# Laser swamp question



## sreynolds (Aug 3, 2015)

What color lasers is everyone using? I have seen green a lot. Has any one used red? Just wondering how that would look?


----------



## FarscapeOne (Oct 10, 2013)

I think the reason everyone tends to use green is it's more visible to the human eye than the red lasers due to the wavelength of the light.


----------



## kallen (Jun 23, 2008)

Green says swamp and as farscapeone pointed out, much brighter than most of the rest of the colors. Red, blue says more sci-fi to me, although red in a hack and slash scene could work well.


----------



## Whispers in the Park (Apr 3, 2008)

I did a swamp room last year with green lasers and it was a huge hit. I bought mine on ebay for a fraction of the cost, but they shipped directly from China so took a bit longer. Just look up Industrial 532nm 50mW Green Laser LINE Module/with power adapt and bracket and you can get them around $20 or less each. Get more than you think you need. I used 6 in a room that was 16 x 12.


----------



## HallowEve (Apr 13, 2009)

What is a great laser to use that isn't extremely expensive these days? That will do the effect without modifying or adding mirrors?


----------



## charlie (Jul 9, 2007)

### [RECORD LIST]

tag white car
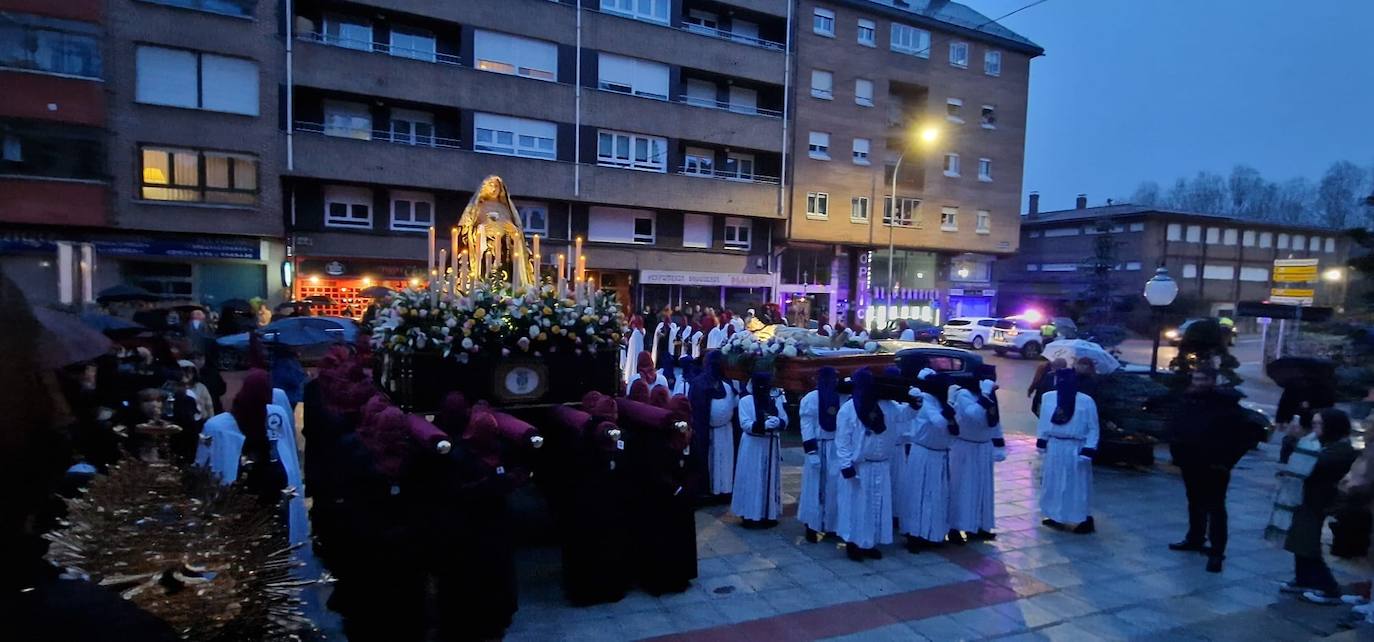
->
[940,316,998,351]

---

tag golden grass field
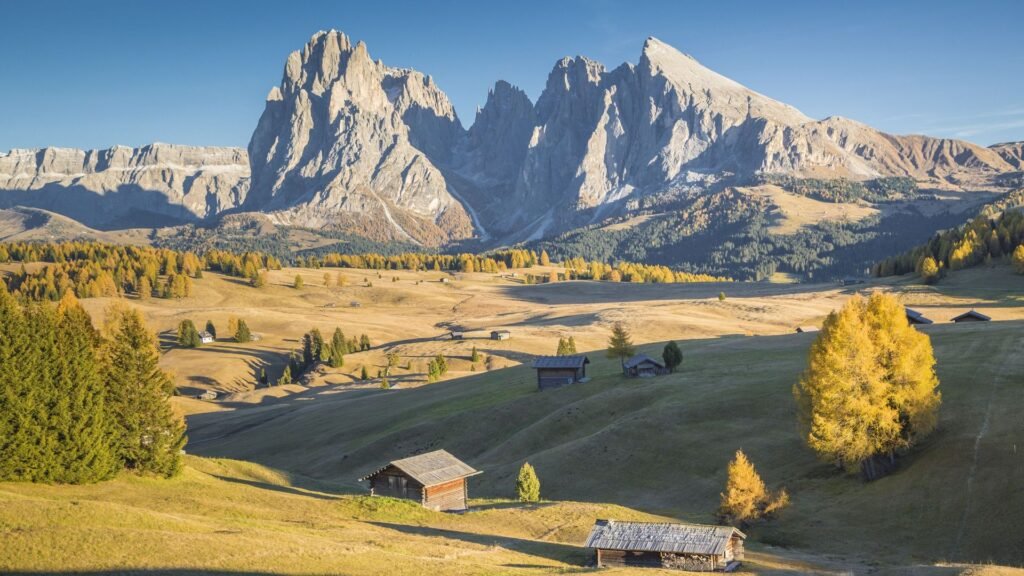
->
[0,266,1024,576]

### [WORK TO DO]
A) Do these statements agree with the laser swamp thread? (i) FarscapeOne says green lasers are more visible to the human eye than red ones. (ii) Whispers in the Park used ten lasers in the swamp room. (iii) kallen says red could work in a hack and slash scene. Answer yes or no for each and quote the deciding words.
B) In the laser swamp thread, what price per laser does Whispers in the Park give for the modules bought on eBay?
C) Carry on the laser swamp thread from the point where it ends.
The entries aren't needed for anything here.

### [OUTPUTS]
A)
(i) Yes: "it's more visible to the human eye than the red lasers due to the wavelength of the light"
(ii) No: "I used 6 in a room that was 16 x 12."
(iii) Yes: "red in a hack and slash scene could work well"

B) Around $20 or less each.

C)
Wow! I've never seen or heard of these. This is awesome. After checking the price, ($900!) I decided it would be a no-go - but then I saw Whisper's post! This is something I may try this year.


----------



## Hauntactor (Nov 27, 2016)

Whispers in the Park said:


> I did a swamp room last year with green lasers and it was a huge hit. I bought mine on ebay for a fraction of the cost, but they shipped directly from China so took a bit longer. Just look up Industrial 532nm 50mW Green Laser LINE Module/with power adapt and bracket and you can get them around $20 or less each. Get more than you think you need. I used 6 in a room that was 16 x 12.


How did they look in a room that size? I'm planning on using the effect in my garage for a party this year. I've never really seen them used in a room larger than like 100 sq/ft though.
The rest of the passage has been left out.